EXTRAIT DU TEXTE
####################
Un anticorps anti-VIH sécrété par les cellules B
Les lymphocytes B, ou cellules B, constituent un type de globules blancs circulants, qui produisent des anticorps capables de détecter et de neutraliser les agents pathogènes de manière spécifique. Ils se forment dans la moelle osseuse, puis se déplacent dans le système sanguin et lymphatique d’où ils peuvent atteindre toutes les parties du corps.
Plusieurs recherches ont déjà montré que la transplantation de cellules B modifiées ex vivo pour sécréter des anticorps largement neutralisants pouvait être très efficace contre certaines maladies, y compris une infection au VIH. L’équipe de Barzel avait elle-même déjà testé avec succès cette méthode. Cependant, comme le soulignent les chercheurs dans leur étude, la traduction clinique de cette approche nécessiterait des centres médicaux spécialisés, des protocoles techniquement exigeants et surtout, la compatibilité parfaite des cellules du donneur et du receveur.
####################
EXTRAITS DES DONNÉES

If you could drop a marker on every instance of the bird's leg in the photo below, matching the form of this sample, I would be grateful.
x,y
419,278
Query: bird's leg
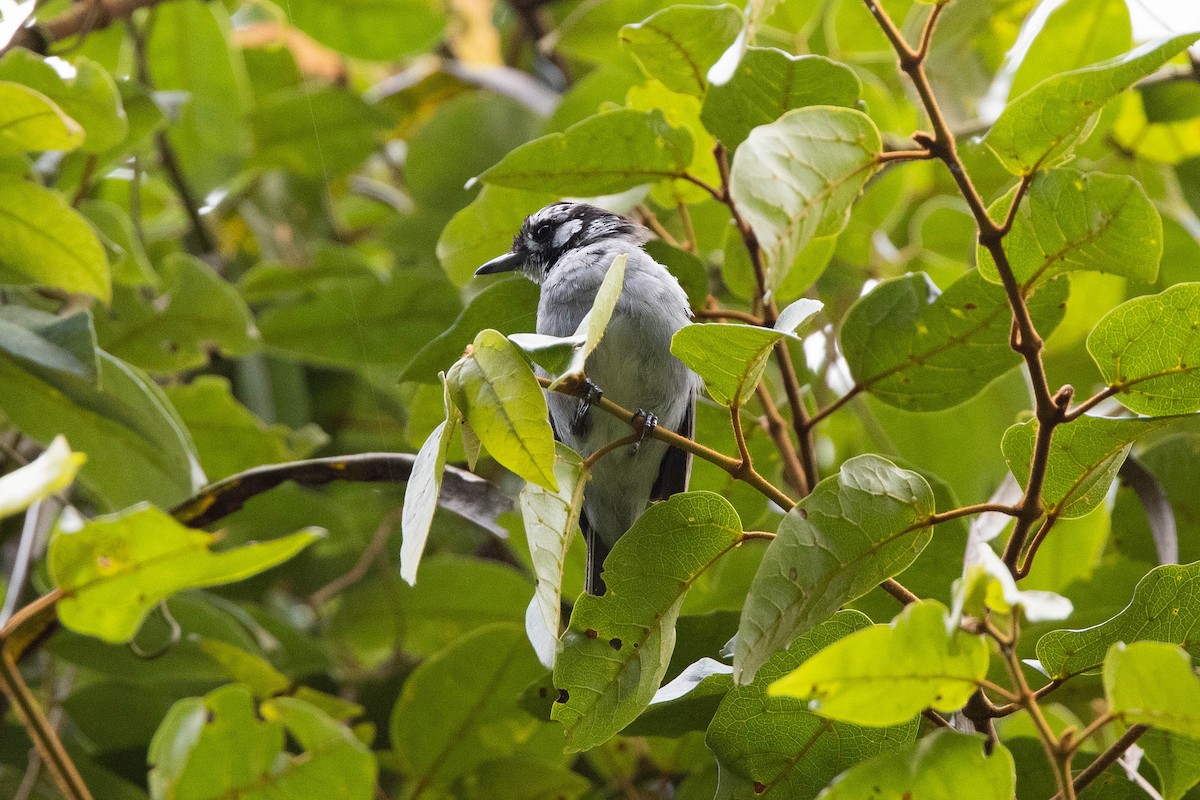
x,y
592,397
643,423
####################
ÉNONCÉ
Extrayez intégralement l'extrait sur l'anticorps anti-VIH sécrété par les cellules B, sans en modifier un seul mot.

RÉPONSE ATTENDUE
Un anticorps anti-VIH sécrété par les cellules B
Les lymphocytes B, ou cellules B, constituent un type de globules blancs circulants, qui produisent des anticorps capables de détecter et de neutraliser les agents pathogènes de manière spécifique. Ils se forment dans la moelle osseuse, puis se déplacent dans le système sanguin et lymphatique d’où ils peuvent atteindre toutes les parties du corps.
Plusieurs recherches ont déjà montré que la transplantation de cellules B modifiées ex vivo pour sécréter des anticorps largement neutralisants pouvait être très efficace contre certaines maladies, y compris une infection au VIH. L’équipe de Barzel avait elle-même déjà testé avec succès cette méthode. Cependant, comme le soulignent les chercheurs dans leur étude, la traduction clinique de cette approche nécessiterait des centres médicaux spécialisés, des protocoles techniquement exigeants et surtout, la compatibilité parfaite des cellules du donneur et du receveur.